List of tasks:
a) In the article on UK GDP, how is a recession defined?
b) Pick up the article on UK GDP after its last sentence and keep writing it.

Passage provided:
####################

UK GDP falls 0.1 per cent as covid-19 vaccination programmes wind up
The UK's economy shrank over the last three months as spending on test and trace and the Covid-19 vaccine programme subsided, figures show.
Gross domestic product (GDP) fell by 0.1 per cent between April and June, the Office for National Statistics said.
It is a big step down from the first quarter of the year, when GDP rose 0.8 per cent.
The data may not be the start of a recession - which is defined as two quarters of GDP decline - but experts are predicting the UK will slip into a recession later this year.
"While we see increasing signs of underlying weakness in the economy, we expect a more severe downturn to take place only from towards the end of this year," said Yael Selfin, chief economist at KPMG UK.
The Bank of England has predicted that the economy will shrink in the final quarter of this year and then every quarter in 2023.

####################

Supplied material:
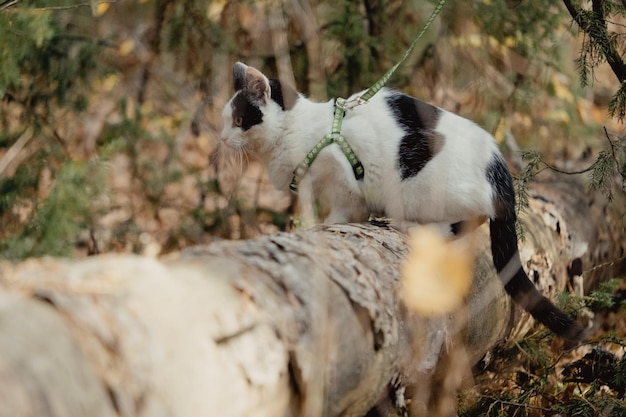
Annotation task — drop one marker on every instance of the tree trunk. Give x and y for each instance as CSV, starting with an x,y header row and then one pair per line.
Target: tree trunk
x,y
309,323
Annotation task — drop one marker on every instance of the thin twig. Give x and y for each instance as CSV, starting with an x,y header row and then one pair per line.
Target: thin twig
x,y
73,6
15,149
8,3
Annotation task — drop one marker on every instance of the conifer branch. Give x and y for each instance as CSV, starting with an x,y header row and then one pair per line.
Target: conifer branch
x,y
593,24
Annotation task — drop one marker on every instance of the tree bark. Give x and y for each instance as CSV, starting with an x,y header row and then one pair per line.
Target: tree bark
x,y
308,323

####################

Task responses:
a) Two quarters of GDP decline.

b)
The most recent drop came as GDP shrank by 0.6 per cent in June, and growth estimates for May were revised down from 0.5 per cent to 0.4 per cent.
The ONS said that the phasing out of spending on fighting Covid-19 was partly to blame for the contraction over the quarter.
"Health was the biggest reason the economy contracted as both the test and trace and vaccine programmes were wound down, while many retailers also had a tough quarter," said director of economic statistics Darren Morgan.
"These were partially offset by growth in hotels, bars, hairdressers and outdoor events across the quarter, partly as a result of people celebrating the Platinum Jubilee."
Chancellor of the Exchequer Nadhim Zahawi said: "Our economy showed incredible resilience following the pandemic and I am confident we can pull through these global challenges again.
"I know that times are tough and people will be concerned about rising prices and slowing growth, and that's why I'm determined to work with the Bank of England to get inflation under control and grow the economy.
"The Government is providing billions of pounds of help for households with rising costs, including £1,200 for eight million of the most vulnerable households."
But on Thursday Mr Zahawi and Prime Minister Boris Johnson refused to take any fiscal action after meeting with bosses of the UK's biggest energy companies.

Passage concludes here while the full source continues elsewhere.